**** Exercise inputs
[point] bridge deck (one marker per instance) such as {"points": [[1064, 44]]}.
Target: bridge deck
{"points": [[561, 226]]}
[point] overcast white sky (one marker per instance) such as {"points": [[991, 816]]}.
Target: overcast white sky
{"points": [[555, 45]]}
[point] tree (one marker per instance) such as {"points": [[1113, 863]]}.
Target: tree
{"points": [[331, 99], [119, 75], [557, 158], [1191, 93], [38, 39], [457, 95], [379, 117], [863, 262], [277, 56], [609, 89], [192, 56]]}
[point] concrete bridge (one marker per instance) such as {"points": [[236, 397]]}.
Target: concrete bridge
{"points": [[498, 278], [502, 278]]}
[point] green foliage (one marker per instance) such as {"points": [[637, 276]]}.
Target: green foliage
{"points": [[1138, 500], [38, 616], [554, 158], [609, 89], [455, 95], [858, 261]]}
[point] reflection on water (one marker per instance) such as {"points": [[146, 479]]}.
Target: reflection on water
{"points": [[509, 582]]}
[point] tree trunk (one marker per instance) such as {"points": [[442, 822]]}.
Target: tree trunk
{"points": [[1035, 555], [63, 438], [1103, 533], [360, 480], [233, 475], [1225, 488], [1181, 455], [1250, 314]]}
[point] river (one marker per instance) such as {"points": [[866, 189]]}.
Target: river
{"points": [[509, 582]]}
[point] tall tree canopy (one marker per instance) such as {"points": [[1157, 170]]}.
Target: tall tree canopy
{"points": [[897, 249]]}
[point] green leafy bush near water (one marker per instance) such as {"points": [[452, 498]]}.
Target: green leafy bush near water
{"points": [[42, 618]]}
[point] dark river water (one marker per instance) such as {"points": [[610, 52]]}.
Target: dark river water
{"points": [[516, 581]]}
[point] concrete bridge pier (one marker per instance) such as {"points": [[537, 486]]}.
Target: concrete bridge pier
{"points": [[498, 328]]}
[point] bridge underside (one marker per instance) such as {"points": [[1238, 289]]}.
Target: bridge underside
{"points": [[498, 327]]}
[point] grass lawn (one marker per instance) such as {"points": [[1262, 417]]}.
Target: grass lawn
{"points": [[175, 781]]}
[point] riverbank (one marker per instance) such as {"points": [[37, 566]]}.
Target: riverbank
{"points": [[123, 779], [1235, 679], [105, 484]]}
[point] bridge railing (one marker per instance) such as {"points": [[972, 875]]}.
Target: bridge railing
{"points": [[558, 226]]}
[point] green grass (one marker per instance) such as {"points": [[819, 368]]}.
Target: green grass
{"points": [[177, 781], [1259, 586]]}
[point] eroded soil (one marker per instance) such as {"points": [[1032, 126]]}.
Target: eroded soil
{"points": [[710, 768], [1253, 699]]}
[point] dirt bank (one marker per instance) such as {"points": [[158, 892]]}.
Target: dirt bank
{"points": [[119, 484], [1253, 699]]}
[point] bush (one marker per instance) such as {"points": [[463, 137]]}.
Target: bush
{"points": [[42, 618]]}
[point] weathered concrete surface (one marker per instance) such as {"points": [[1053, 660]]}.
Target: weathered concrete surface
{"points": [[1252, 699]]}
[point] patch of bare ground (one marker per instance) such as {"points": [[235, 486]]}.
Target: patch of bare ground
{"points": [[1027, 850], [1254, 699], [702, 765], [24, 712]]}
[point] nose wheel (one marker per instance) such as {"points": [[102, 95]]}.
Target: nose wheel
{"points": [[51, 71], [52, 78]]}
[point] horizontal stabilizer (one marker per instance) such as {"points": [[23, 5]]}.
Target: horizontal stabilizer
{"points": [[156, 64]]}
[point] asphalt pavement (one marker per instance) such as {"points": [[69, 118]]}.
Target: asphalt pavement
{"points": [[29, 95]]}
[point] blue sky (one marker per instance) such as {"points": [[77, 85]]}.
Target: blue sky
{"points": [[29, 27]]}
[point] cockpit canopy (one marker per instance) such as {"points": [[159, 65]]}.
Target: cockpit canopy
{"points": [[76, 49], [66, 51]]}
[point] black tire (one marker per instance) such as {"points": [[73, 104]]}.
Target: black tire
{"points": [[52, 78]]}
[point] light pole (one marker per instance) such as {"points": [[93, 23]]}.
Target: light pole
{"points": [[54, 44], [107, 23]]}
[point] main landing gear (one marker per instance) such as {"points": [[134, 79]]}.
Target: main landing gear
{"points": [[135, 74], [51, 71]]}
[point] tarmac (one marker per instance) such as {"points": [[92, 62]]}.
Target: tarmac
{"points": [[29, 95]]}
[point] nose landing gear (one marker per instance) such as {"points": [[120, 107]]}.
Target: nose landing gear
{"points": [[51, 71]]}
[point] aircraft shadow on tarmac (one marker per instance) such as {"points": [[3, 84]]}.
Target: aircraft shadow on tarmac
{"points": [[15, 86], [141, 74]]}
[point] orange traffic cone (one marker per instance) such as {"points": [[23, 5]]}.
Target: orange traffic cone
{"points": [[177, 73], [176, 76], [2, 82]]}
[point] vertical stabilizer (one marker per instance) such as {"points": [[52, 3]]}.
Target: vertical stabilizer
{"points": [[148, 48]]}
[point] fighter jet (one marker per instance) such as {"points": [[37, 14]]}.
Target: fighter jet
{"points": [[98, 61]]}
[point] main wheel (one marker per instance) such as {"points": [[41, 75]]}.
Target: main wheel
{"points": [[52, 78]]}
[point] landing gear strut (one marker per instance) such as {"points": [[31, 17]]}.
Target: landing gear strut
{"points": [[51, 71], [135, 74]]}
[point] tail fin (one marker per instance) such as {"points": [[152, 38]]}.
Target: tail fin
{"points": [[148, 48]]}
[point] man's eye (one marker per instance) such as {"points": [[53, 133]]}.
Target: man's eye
********
[Written exercise]:
Find the line that contains "[point] asphalt pavement". Repeat it and every line after it, exactly as written, up to and including the last line of the records above.

[Response to the exercise]:
[point] asphalt pavement (one marker per instance) such as {"points": [[69, 118]]}.
Target: asphalt pavement
{"points": [[29, 95]]}
[point] blue sky (one marker per instance) such as {"points": [[77, 85]]}.
Target: blue sky
{"points": [[29, 27]]}
[point] cockpit canopy (one marker per instance) such as {"points": [[159, 65]]}.
Target: cockpit canopy
{"points": [[76, 49], [66, 51]]}
[point] black tire (one marker per instance) such as {"points": [[73, 104]]}.
Target: black tire
{"points": [[52, 78]]}
[point] light pole (one marker per instance) such as {"points": [[93, 23]]}.
Target: light pole
{"points": [[54, 44], [107, 23]]}
[point] main landing gear (one marker per instance) such as {"points": [[134, 79]]}.
Target: main landing gear
{"points": [[135, 74], [51, 71]]}
[point] tarmac (one marker per instance) such as {"points": [[92, 62]]}.
Target: tarmac
{"points": [[29, 95]]}
[point] nose landing gear (one marker per instance) such as {"points": [[120, 107]]}.
Target: nose landing gear
{"points": [[51, 71]]}
[point] aircraft shadow on tarmac (one marker per instance) such as {"points": [[3, 84]]}.
Target: aircraft shadow on tarmac
{"points": [[15, 86], [141, 74]]}
[point] orange traffic cone (one marker per instance) such as {"points": [[23, 5]]}.
Target: orange traffic cone
{"points": [[177, 73], [176, 76], [2, 82]]}
[point] vertical stabilizer (one marker per instance) such as {"points": [[52, 3]]}.
Target: vertical stabilizer
{"points": [[148, 48]]}
[point] fighter jet (one marker per instance) such as {"points": [[37, 14]]}.
Target: fighter jet
{"points": [[98, 61]]}
[point] main wheel (one marker per instance) such as {"points": [[41, 75]]}.
Target: main wheel
{"points": [[52, 78]]}
[point] landing gear strut (one marker per instance) such as {"points": [[31, 17]]}.
Target: landing gear strut
{"points": [[51, 71], [135, 74]]}
[point] tail fin (one marker per instance) such as {"points": [[152, 38]]}.
Target: tail fin
{"points": [[148, 48]]}
[point] man's eye (one marker per instance) such as {"points": [[53, 133]]}.
Target: man's eye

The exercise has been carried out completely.